··· Data to use ···

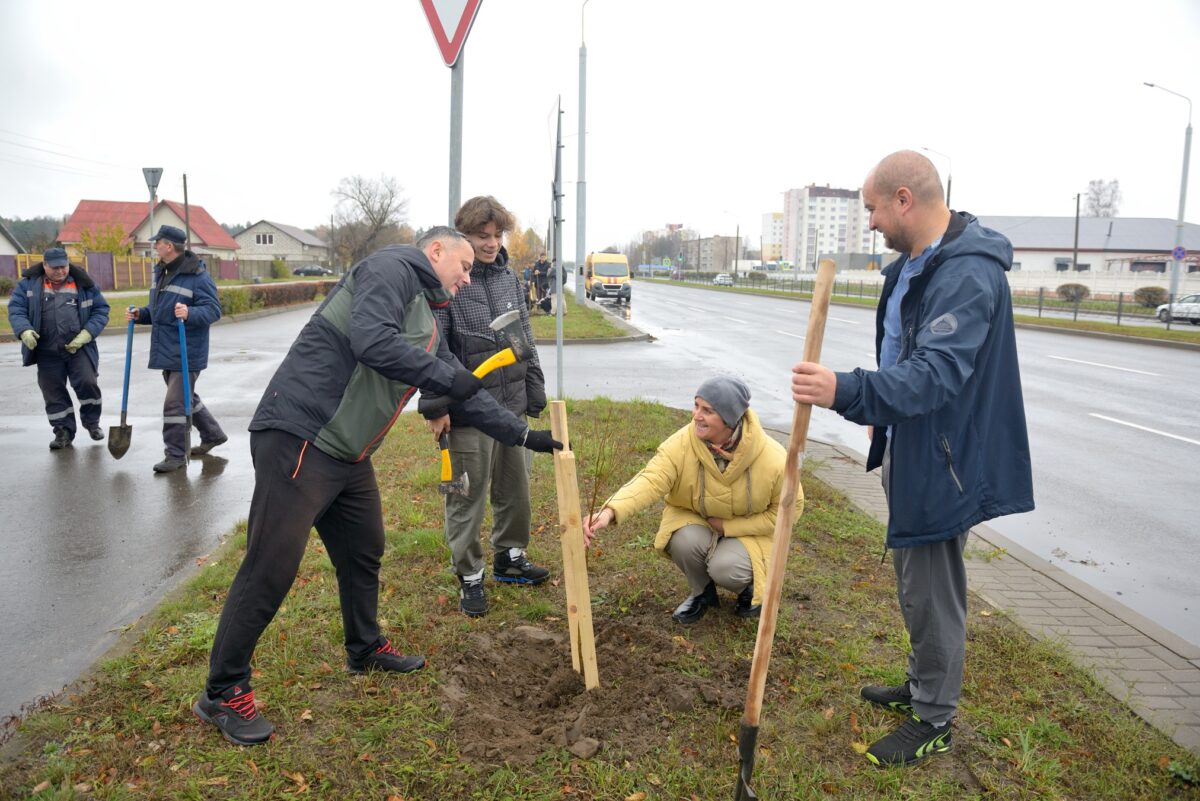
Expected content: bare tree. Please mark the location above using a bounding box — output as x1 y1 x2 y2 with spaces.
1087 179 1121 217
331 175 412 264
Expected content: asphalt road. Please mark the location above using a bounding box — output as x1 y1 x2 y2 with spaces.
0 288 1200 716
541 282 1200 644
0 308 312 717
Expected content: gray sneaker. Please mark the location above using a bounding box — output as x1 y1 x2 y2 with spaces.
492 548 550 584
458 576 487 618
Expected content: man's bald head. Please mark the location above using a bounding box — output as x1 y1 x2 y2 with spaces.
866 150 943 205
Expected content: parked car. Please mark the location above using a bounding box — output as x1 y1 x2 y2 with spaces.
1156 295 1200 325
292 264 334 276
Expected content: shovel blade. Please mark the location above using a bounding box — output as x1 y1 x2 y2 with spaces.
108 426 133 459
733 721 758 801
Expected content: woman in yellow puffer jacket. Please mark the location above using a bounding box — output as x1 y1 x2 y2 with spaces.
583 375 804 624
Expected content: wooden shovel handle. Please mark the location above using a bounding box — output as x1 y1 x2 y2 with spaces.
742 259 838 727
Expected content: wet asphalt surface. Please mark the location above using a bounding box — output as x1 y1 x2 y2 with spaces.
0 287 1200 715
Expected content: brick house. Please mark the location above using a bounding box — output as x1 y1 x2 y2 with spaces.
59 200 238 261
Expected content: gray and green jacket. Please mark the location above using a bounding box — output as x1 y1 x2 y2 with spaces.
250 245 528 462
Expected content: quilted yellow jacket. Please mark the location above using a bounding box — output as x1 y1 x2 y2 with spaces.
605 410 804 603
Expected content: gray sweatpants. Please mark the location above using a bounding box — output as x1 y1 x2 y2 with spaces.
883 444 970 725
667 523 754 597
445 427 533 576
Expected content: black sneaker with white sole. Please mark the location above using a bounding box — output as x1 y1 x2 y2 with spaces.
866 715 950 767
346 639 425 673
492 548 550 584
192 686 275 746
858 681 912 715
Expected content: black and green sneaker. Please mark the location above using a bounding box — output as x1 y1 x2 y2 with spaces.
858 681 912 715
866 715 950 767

···

Work to be completed | Could you write out the material again, beginning at the line that has "Expected content: gray sweatpants." and stopping after its final line, adding -81 to every bounding-box coordinate and leaving all other text unchanged?

Answer for this exercise |
Expected content: gray sweatpants. Please mark the location above using a bounding box — output as x1 y1 x2 y2 with spaces.
802 363 889 644
586 442 673 516
364 346 452 495
Expected content: black sneaker with white sole. Please mark the location above using a bounding box — output as x1 y1 x2 y2 with spaces.
785 634 869 686
265 558 344 592
411 467 469 503
111 605 194 665
777 600 831 634
Expected content: black and green sneaker. Please mark the location above using a bounding box — output as x1 y1 x2 y2 with spaces.
777 600 831 634
785 634 869 686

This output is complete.